Data excerpts:
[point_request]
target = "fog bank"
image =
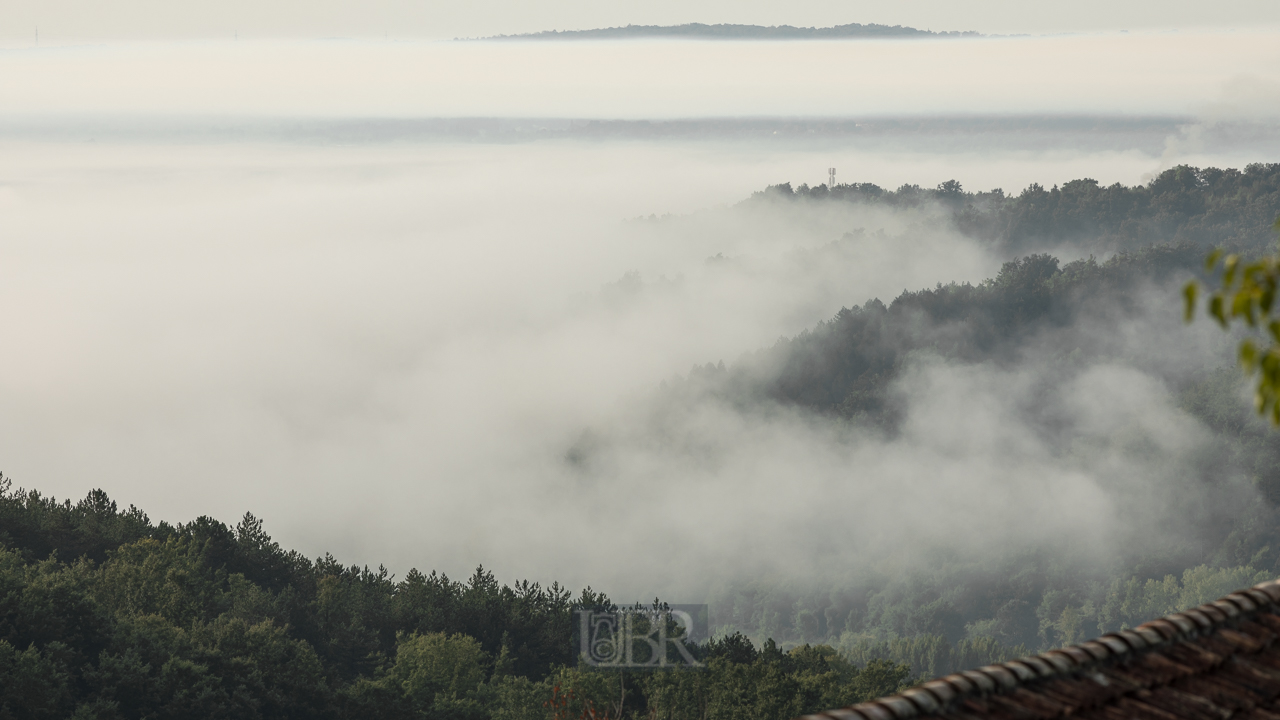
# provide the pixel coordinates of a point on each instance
(1132, 73)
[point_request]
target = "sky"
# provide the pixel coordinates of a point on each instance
(62, 21)
(385, 343)
(1192, 73)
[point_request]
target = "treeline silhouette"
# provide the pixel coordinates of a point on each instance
(104, 614)
(1228, 208)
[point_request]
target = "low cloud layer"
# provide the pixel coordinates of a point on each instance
(388, 351)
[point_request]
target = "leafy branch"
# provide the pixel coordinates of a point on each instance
(1247, 291)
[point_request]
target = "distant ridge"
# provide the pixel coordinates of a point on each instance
(737, 32)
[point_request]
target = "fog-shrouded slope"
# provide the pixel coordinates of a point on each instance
(1036, 458)
(739, 32)
(979, 469)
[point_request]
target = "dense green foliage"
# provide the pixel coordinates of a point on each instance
(104, 614)
(1057, 320)
(1206, 206)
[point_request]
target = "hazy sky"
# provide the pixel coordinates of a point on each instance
(1185, 73)
(385, 347)
(133, 19)
(387, 350)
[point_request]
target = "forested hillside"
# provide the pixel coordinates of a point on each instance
(1041, 322)
(105, 614)
(740, 32)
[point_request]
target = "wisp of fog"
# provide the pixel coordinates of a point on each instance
(388, 350)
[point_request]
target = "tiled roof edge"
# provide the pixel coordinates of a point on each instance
(942, 693)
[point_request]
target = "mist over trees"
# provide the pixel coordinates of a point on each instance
(106, 614)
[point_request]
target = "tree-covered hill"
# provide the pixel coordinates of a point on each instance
(1206, 206)
(1038, 323)
(739, 32)
(104, 614)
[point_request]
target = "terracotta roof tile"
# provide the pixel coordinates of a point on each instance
(1217, 661)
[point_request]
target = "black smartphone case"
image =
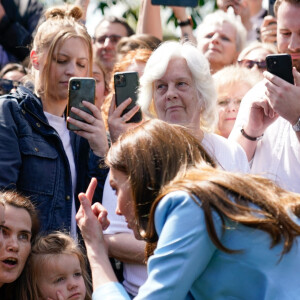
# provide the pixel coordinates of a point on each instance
(126, 86)
(281, 66)
(85, 91)
(185, 3)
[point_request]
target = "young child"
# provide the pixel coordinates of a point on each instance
(57, 269)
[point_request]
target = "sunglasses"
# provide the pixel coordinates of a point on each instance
(114, 38)
(7, 85)
(251, 63)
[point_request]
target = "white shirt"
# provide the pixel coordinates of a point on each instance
(229, 155)
(277, 154)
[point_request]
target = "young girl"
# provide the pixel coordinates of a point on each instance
(40, 157)
(19, 230)
(57, 269)
(210, 234)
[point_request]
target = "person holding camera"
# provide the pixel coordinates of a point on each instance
(39, 156)
(268, 122)
(200, 223)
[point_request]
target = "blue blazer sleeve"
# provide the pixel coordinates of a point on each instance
(184, 249)
(183, 252)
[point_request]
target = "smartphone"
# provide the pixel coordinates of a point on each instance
(281, 66)
(126, 85)
(80, 88)
(185, 3)
(271, 8)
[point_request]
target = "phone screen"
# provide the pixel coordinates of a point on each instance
(126, 86)
(281, 66)
(80, 88)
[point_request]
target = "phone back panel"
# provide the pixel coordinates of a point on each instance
(281, 66)
(80, 88)
(126, 86)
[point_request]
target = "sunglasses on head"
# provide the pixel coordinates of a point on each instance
(114, 38)
(251, 63)
(7, 85)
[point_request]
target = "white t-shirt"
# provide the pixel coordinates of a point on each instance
(229, 155)
(277, 154)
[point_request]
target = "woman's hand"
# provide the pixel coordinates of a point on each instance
(117, 123)
(93, 129)
(268, 30)
(91, 219)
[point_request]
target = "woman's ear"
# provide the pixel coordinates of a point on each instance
(34, 59)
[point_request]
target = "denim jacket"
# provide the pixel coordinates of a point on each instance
(33, 160)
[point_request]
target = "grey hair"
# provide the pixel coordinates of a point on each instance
(219, 17)
(156, 67)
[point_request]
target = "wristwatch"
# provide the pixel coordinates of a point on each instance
(188, 22)
(296, 127)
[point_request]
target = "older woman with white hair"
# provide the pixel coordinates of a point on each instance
(177, 87)
(221, 37)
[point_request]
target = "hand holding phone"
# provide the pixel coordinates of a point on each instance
(80, 88)
(126, 86)
(281, 66)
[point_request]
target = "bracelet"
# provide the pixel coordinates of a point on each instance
(188, 22)
(251, 138)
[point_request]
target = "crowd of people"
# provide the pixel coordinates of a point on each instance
(199, 200)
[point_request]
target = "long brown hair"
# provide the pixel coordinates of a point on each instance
(151, 155)
(61, 24)
(248, 199)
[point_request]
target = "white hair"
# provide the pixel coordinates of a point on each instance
(218, 17)
(156, 67)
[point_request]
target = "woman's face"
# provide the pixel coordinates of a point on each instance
(1, 223)
(100, 85)
(119, 182)
(72, 61)
(218, 44)
(229, 99)
(175, 95)
(16, 243)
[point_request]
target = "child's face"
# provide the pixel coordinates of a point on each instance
(61, 273)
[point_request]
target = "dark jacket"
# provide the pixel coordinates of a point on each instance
(17, 27)
(33, 160)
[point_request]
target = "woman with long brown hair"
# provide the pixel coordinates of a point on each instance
(210, 234)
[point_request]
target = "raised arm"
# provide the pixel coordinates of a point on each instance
(149, 19)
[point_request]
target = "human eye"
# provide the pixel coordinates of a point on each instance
(209, 35)
(24, 236)
(81, 64)
(182, 83)
(160, 85)
(223, 102)
(77, 274)
(59, 279)
(285, 33)
(225, 38)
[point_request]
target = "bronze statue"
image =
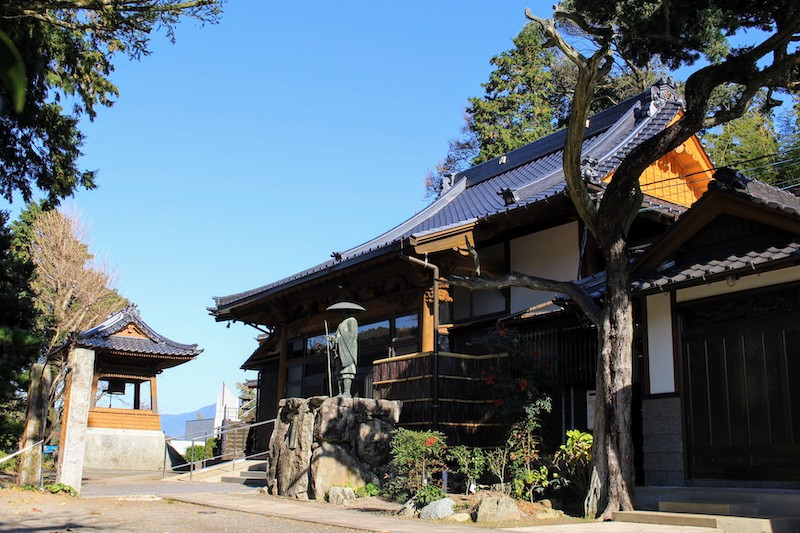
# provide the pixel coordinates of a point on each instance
(345, 346)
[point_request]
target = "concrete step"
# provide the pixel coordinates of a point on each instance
(251, 479)
(726, 524)
(694, 507)
(666, 519)
(753, 501)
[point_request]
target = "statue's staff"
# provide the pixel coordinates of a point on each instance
(328, 353)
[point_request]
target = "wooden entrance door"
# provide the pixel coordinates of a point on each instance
(741, 379)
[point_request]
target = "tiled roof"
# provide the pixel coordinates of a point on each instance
(531, 174)
(757, 192)
(102, 337)
(744, 259)
(714, 268)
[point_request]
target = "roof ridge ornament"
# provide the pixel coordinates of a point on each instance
(661, 92)
(589, 170)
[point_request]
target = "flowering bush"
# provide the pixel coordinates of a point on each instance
(416, 457)
(471, 463)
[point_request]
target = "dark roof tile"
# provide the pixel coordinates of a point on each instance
(103, 337)
(533, 172)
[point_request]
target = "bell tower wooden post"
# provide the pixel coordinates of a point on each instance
(72, 443)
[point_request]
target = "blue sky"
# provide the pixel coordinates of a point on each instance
(252, 149)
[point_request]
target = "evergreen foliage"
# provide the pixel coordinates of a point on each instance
(516, 108)
(68, 51)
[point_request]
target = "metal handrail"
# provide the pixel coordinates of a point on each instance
(23, 450)
(218, 432)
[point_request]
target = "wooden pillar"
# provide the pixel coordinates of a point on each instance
(282, 366)
(426, 327)
(154, 396)
(76, 416)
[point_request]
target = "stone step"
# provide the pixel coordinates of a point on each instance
(665, 519)
(726, 524)
(242, 480)
(729, 509)
(261, 466)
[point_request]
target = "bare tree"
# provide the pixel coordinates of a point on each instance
(72, 291)
(72, 287)
(679, 34)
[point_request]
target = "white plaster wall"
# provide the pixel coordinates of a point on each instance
(553, 253)
(754, 281)
(660, 349)
(124, 449)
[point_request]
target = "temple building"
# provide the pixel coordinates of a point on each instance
(110, 418)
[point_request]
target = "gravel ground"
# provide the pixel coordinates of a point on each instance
(33, 511)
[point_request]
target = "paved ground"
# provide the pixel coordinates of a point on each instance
(143, 502)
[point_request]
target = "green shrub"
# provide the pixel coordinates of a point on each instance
(497, 463)
(471, 463)
(427, 494)
(574, 459)
(198, 452)
(56, 488)
(528, 483)
(12, 465)
(416, 457)
(370, 489)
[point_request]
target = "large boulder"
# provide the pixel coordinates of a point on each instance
(291, 445)
(333, 465)
(373, 441)
(497, 509)
(322, 442)
(438, 509)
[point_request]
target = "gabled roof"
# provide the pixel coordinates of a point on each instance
(125, 333)
(730, 193)
(516, 180)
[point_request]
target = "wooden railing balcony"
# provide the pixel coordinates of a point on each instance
(109, 417)
(465, 401)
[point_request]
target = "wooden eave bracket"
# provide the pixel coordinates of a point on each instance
(446, 239)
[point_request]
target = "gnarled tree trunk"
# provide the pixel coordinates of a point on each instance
(611, 487)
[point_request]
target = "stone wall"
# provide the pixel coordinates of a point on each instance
(662, 430)
(322, 442)
(124, 449)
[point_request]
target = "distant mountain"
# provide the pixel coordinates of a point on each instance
(173, 425)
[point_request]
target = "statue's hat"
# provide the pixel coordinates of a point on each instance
(345, 306)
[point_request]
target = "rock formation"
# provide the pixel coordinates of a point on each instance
(321, 442)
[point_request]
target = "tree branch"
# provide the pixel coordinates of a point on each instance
(589, 71)
(517, 279)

Task directions:
Copy every line of the records above that contains "wall".

Response:
target = "white plaster wall"
target = "stone wall"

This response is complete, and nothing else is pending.